__Requirement__:
Rewrite the part of the records that opens with the line containing "As a warehouse robot's perception module, locate snowman in" and closes with the line containing "220, 168, 356, 342", both lines included, keeping the wording but scaling every bounding box coordinate by 1.55 and rounding it to a whole number, with halves rounded up. Give only those lines.

__Material to process__:
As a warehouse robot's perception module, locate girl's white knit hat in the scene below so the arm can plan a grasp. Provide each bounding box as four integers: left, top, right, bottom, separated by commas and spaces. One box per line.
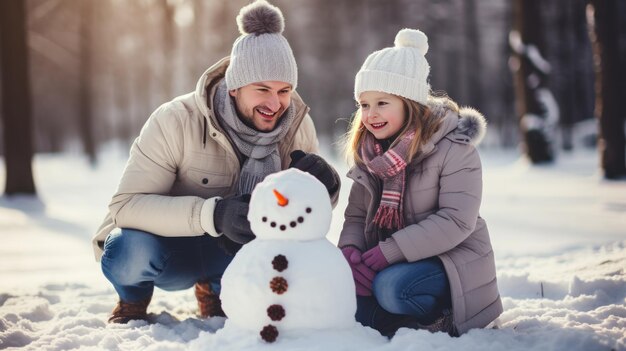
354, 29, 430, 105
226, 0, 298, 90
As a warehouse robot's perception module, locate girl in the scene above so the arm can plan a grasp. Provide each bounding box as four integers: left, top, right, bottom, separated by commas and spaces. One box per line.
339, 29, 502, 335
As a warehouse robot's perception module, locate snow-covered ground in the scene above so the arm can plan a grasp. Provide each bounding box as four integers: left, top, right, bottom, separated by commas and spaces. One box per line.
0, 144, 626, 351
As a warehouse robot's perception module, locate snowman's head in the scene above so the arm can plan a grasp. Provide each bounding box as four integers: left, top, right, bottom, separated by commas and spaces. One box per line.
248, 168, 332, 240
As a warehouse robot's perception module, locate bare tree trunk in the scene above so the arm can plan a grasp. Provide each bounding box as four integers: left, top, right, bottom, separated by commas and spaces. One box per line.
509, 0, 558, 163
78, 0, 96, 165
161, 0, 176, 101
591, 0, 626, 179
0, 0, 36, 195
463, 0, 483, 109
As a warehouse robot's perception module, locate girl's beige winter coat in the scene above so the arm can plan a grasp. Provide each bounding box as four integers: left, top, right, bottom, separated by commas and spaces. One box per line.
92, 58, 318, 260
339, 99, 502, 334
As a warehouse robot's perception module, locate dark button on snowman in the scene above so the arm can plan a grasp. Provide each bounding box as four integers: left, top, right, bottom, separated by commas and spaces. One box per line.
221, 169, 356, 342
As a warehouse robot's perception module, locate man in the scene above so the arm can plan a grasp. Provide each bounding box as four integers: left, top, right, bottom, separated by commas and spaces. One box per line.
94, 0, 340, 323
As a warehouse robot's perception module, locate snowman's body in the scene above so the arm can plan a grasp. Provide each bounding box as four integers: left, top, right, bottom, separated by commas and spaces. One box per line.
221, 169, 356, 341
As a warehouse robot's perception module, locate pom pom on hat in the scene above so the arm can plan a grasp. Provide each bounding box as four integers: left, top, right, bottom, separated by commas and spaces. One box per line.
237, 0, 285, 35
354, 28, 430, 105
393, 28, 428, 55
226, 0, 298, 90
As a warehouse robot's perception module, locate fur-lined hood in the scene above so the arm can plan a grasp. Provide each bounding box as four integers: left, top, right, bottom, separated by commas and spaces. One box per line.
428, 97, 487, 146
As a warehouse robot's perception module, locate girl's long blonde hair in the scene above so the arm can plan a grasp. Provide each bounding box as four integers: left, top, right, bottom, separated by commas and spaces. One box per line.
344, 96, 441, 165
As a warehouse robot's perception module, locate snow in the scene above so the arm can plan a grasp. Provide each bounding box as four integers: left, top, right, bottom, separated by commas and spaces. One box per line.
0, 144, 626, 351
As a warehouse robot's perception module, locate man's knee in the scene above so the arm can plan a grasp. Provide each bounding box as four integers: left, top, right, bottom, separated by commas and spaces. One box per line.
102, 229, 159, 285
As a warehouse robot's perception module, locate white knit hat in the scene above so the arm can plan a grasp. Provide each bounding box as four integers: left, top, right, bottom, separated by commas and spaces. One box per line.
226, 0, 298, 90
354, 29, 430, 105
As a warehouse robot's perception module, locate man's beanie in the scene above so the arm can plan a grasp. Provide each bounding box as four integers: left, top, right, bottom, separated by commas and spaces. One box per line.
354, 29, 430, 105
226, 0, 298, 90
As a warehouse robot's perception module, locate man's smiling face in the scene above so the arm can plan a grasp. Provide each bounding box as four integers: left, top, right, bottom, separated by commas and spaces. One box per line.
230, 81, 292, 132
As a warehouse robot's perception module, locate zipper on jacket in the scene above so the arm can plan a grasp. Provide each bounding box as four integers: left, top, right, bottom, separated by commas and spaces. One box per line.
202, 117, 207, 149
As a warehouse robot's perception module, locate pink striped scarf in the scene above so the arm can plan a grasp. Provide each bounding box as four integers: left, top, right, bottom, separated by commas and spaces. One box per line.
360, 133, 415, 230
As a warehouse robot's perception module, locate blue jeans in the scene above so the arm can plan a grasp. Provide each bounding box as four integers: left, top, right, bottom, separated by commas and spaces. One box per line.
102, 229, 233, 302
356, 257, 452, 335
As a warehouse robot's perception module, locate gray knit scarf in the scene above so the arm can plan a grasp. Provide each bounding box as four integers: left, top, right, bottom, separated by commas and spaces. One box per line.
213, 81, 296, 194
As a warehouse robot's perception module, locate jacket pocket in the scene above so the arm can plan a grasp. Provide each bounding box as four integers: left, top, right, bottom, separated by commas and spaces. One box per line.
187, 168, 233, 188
* * *
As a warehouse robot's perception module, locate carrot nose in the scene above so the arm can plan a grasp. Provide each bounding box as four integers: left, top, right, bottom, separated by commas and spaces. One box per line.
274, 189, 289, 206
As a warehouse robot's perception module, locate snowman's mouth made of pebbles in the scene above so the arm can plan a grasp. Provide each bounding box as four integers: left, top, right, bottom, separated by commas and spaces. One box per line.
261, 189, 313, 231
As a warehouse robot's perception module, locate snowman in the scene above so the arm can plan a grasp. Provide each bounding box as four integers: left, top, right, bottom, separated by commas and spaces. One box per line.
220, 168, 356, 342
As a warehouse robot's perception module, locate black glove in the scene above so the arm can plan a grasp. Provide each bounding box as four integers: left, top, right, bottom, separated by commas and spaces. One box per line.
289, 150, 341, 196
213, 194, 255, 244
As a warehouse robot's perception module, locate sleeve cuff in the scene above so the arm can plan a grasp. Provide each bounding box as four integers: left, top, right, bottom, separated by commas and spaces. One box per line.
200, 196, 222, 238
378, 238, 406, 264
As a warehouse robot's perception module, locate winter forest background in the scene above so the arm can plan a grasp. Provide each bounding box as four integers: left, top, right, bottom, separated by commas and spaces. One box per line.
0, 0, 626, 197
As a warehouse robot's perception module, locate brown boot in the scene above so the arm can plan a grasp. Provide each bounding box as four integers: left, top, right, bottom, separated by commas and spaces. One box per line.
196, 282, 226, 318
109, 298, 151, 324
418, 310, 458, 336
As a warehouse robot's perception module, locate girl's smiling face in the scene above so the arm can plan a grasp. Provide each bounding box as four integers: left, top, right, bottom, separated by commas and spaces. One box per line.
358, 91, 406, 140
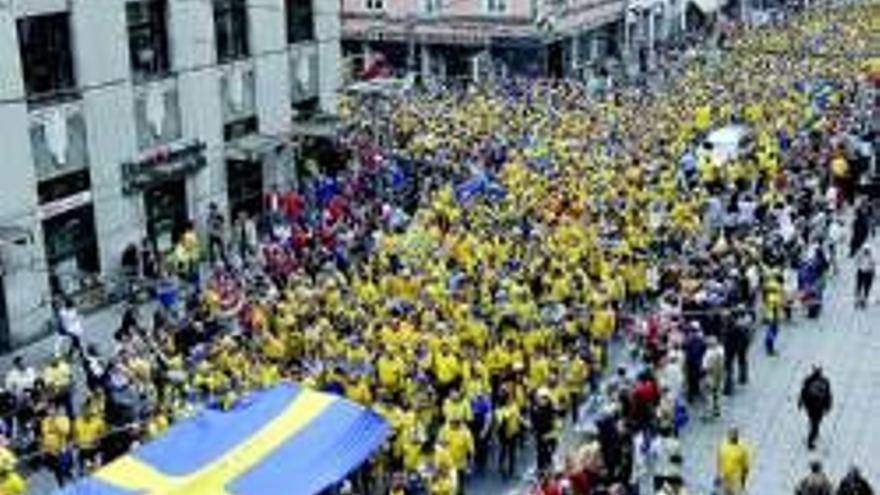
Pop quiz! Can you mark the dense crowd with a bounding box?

__Problem solution__:
As a warehouse robot's perception module, locate snowman in the scene above so the arm can plan a grasp. Provide each bounding box as four integers: left, top, right, bottom, separated by commas and spaces. One box per line.
341, 260, 552, 530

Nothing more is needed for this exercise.